## Exercise objective
Rewrite everything from the line containing "Indicate each instance of the sign" down to the end of the listing as a Markdown table with two columns, Row and Line, giving each line a row number and leaving out blank lines.

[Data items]
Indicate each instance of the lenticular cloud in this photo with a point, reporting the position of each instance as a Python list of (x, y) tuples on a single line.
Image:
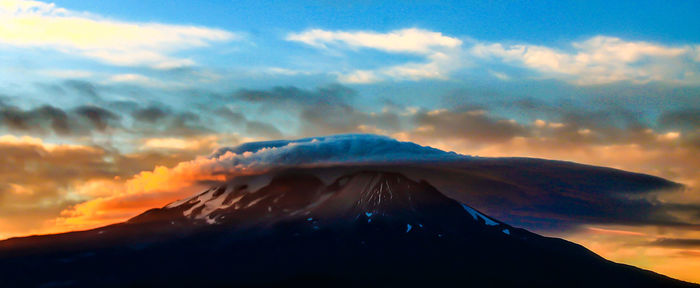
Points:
[(336, 149)]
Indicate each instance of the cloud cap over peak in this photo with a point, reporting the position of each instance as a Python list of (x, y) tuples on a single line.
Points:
[(345, 148)]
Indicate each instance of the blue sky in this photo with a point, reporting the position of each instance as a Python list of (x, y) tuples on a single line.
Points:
[(97, 98)]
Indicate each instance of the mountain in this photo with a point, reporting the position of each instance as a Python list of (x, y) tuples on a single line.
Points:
[(357, 227)]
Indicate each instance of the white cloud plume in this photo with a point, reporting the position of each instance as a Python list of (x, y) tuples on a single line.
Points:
[(43, 25)]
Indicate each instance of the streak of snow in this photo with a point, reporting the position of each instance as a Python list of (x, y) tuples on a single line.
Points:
[(476, 215)]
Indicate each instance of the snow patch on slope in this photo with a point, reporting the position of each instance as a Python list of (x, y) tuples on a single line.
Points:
[(476, 215)]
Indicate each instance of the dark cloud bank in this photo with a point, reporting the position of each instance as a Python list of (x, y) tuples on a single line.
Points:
[(534, 193)]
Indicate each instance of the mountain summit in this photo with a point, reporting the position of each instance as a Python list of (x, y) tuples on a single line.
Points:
[(370, 228)]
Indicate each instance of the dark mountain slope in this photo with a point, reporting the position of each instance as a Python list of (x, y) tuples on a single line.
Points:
[(364, 229)]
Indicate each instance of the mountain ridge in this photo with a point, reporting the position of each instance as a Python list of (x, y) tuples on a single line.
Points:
[(366, 228)]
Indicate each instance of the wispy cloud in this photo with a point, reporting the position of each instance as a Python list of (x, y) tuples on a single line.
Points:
[(44, 25), (439, 51), (599, 60)]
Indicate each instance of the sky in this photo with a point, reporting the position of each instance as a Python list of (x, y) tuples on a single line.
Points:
[(108, 108)]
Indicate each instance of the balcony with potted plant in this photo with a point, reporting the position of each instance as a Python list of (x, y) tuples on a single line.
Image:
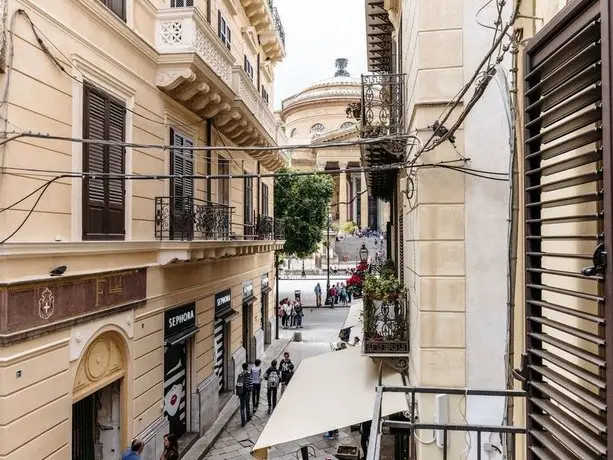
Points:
[(384, 316)]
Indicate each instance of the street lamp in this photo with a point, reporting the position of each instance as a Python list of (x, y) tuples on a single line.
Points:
[(363, 253), (328, 259)]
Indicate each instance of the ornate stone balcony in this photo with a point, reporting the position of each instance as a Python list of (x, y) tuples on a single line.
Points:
[(197, 70), (265, 18)]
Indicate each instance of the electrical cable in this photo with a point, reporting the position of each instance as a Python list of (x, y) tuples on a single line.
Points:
[(37, 33), (258, 148)]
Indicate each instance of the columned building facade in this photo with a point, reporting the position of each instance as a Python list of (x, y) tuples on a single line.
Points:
[(317, 115), (127, 307)]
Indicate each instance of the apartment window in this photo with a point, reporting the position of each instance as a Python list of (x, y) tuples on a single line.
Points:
[(104, 118), (264, 199), (248, 200), (116, 6), (248, 68), (223, 30), (223, 169), (182, 163), (265, 94)]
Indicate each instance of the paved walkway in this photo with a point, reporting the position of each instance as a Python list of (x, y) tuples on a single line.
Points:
[(235, 442)]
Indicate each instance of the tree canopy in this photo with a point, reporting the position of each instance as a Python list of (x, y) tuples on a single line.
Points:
[(303, 202)]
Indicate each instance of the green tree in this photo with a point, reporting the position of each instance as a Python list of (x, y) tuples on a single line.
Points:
[(304, 203)]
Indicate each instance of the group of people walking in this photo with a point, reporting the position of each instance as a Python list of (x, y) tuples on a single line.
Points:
[(291, 314), (249, 385)]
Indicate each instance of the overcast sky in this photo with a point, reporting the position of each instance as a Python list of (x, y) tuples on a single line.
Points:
[(317, 32)]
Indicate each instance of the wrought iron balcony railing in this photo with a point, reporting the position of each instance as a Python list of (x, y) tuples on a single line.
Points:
[(265, 227), (385, 326), (382, 105), (188, 218), (278, 25), (279, 229), (411, 424)]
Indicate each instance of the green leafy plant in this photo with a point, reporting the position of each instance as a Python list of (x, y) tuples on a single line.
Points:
[(303, 202)]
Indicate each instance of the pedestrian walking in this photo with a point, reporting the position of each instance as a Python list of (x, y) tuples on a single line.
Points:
[(133, 452), (171, 448), (272, 378), (287, 369), (243, 388), (256, 381), (318, 295)]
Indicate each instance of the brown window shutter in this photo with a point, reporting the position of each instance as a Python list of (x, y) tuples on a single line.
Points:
[(103, 199), (94, 194), (116, 165)]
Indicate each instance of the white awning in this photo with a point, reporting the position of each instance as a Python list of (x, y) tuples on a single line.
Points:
[(328, 392)]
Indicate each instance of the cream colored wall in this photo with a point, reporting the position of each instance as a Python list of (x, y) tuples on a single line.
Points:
[(36, 407), (125, 67), (434, 218)]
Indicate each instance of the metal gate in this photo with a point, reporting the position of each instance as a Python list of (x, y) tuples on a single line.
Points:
[(83, 426), (568, 228), (220, 325)]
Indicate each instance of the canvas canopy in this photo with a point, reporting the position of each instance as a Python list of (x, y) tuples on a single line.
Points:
[(329, 391)]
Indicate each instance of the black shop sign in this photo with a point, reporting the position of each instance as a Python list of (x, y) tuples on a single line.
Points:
[(179, 320), (247, 290), (223, 301)]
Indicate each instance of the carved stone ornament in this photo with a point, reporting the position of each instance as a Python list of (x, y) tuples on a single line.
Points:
[(46, 304), (101, 364)]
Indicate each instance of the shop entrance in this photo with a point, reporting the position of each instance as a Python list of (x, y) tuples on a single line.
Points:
[(247, 329), (96, 425), (175, 388), (219, 346)]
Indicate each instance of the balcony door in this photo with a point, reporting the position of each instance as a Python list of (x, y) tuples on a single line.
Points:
[(568, 367), (181, 188)]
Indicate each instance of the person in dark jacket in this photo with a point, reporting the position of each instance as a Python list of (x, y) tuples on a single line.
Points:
[(133, 452), (244, 386), (273, 377), (171, 448)]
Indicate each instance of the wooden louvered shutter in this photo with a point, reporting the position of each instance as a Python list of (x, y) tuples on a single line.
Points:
[(103, 199), (116, 165), (567, 158), (94, 161), (118, 7)]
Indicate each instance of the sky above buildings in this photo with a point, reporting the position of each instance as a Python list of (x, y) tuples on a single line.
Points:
[(317, 32)]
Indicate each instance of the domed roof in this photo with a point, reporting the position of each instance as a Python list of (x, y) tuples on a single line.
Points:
[(342, 85)]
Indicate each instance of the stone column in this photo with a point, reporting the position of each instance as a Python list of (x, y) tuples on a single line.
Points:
[(364, 203), (342, 194)]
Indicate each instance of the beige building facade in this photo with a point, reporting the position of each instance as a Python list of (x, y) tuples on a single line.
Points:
[(127, 306), (319, 114)]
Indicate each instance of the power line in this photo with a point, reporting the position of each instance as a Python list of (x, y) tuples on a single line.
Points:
[(259, 148)]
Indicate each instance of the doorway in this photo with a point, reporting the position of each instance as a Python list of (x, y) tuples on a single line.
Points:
[(247, 330), (96, 421), (175, 388)]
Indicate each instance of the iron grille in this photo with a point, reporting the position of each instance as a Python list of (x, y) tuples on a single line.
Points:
[(567, 205), (412, 425)]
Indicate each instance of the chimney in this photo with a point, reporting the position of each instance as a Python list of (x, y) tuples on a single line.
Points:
[(341, 68)]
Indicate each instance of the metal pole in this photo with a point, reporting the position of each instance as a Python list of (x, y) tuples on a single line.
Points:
[(328, 262), (277, 295)]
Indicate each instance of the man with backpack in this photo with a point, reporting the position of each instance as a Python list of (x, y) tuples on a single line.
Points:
[(272, 377), (256, 380), (244, 386)]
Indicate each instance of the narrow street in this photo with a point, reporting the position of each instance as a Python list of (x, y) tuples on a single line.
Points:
[(320, 327)]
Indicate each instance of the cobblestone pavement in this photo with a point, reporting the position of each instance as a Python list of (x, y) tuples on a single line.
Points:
[(236, 442)]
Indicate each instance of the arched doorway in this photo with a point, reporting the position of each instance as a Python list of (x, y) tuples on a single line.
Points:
[(99, 409)]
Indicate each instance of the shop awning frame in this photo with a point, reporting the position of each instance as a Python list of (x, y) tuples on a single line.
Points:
[(345, 383), (181, 336)]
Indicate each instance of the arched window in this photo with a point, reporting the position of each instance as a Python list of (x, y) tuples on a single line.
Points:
[(317, 129)]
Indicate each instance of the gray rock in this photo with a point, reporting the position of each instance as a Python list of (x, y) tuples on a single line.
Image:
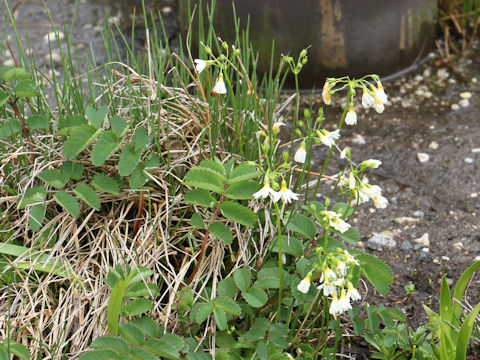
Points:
[(380, 241)]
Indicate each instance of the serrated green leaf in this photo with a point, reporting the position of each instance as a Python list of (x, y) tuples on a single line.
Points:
[(243, 172), (11, 127), (110, 342), (203, 179), (201, 311), (4, 97), (255, 297), (87, 195), (81, 137), (290, 245), (12, 73), (238, 213), (242, 278), (303, 225), (72, 170), (137, 307), (222, 232), (37, 122), (129, 159), (68, 202), (118, 125), (34, 195), (96, 117), (242, 190), (37, 214), (141, 139), (200, 197), (26, 88), (227, 287), (54, 178), (106, 145), (197, 221), (351, 236), (105, 183), (138, 177)]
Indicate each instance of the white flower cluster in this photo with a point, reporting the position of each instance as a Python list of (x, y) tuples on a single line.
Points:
[(334, 283)]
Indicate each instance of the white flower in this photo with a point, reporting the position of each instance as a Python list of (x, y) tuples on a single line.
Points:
[(304, 285), (328, 138), (352, 293), (265, 191), (367, 99), (335, 221), (301, 153), (200, 65), (285, 194), (219, 87), (371, 163), (380, 202), (326, 95), (351, 118)]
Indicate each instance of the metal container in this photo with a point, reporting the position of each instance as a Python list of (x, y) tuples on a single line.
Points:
[(347, 37)]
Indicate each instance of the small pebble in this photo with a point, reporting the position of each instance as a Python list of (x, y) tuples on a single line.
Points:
[(423, 157)]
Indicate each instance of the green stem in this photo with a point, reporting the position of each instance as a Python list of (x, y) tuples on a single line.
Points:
[(280, 261)]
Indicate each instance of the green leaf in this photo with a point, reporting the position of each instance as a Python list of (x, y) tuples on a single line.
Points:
[(68, 202), (243, 172), (71, 121), (106, 145), (137, 307), (201, 311), (129, 159), (377, 272), (203, 179), (12, 73), (290, 245), (242, 278), (238, 213), (105, 183), (200, 197), (242, 190), (26, 88), (141, 139), (96, 117), (228, 305), (197, 221), (118, 125), (72, 170), (303, 225), (222, 232), (81, 137), (87, 195), (11, 127), (226, 287), (37, 122), (54, 178), (351, 236), (110, 342), (34, 195), (37, 214), (220, 318), (465, 333), (4, 97)]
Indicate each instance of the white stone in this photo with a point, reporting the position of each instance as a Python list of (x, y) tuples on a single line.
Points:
[(423, 157), (424, 240), (433, 145)]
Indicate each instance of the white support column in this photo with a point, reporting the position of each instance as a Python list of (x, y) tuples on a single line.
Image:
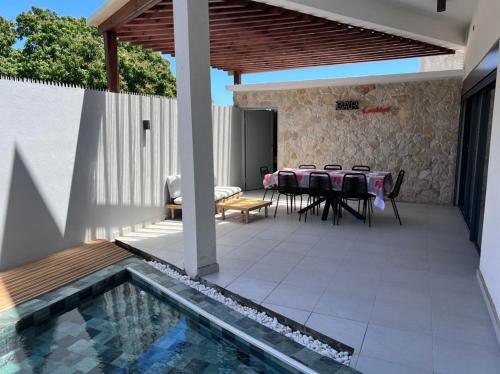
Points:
[(192, 53)]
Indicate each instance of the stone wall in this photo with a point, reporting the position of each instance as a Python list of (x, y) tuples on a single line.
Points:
[(418, 134)]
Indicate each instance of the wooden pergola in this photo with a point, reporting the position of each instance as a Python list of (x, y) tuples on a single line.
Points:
[(238, 36), (248, 37)]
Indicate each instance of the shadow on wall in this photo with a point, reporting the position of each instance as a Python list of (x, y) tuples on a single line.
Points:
[(117, 182)]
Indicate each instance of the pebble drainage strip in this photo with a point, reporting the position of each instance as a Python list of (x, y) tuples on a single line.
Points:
[(260, 317)]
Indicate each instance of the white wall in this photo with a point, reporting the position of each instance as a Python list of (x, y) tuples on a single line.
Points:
[(484, 32), (76, 164), (490, 248)]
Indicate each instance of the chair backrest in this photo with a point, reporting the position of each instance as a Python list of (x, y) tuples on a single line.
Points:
[(264, 170), (287, 182), (333, 167), (354, 184), (361, 168), (397, 186), (319, 183)]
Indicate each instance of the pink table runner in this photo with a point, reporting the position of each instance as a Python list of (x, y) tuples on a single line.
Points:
[(379, 182)]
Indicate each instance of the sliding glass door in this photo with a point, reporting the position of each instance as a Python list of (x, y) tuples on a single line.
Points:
[(475, 130)]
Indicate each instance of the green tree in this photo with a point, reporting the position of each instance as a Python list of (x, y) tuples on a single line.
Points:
[(65, 49), (8, 55)]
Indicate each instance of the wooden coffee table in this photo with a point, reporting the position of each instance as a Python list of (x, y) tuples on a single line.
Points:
[(245, 206)]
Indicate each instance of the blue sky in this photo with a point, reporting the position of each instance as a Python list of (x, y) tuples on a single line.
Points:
[(84, 8)]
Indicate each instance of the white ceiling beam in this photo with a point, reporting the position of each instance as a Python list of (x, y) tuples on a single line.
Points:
[(385, 17)]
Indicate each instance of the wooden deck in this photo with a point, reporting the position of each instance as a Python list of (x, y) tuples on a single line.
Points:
[(29, 281)]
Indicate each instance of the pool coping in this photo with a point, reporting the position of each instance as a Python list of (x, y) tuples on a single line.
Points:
[(56, 302)]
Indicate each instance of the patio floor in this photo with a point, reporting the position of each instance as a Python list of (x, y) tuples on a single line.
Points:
[(406, 298)]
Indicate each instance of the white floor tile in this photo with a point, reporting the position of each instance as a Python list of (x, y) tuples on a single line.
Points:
[(344, 330), (401, 347), (455, 357), (253, 289), (297, 297), (370, 365)]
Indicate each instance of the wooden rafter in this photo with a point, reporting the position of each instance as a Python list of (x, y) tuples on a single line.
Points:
[(247, 36)]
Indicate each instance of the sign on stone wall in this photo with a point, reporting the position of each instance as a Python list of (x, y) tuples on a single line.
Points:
[(347, 105)]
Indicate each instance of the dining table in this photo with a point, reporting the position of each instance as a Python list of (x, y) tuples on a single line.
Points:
[(379, 184)]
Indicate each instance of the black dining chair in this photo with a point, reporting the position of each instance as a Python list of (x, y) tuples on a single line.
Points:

## Solution to this problem
| Row | Line |
|---|---|
| 1 | Indicate each instance of the sign on stone wall in this photo with a point, reporting the position of each instance as a Python list of (x, y) tuples on a single line. |
| 2 | Points: |
| 3 | [(347, 105)] |
| 4 | Indicate each instance of the dining table in this photo with a point, reporting the position of each instance as a Python list of (x, y) tuples on a single line. |
| 5 | Points: |
| 6 | [(379, 184)] |
| 7 | Indicate each instance of the black dining chair in this photo with a point, reporting the position of each instance as a Python list of (x, y) tuples on a single line. |
| 8 | Points: |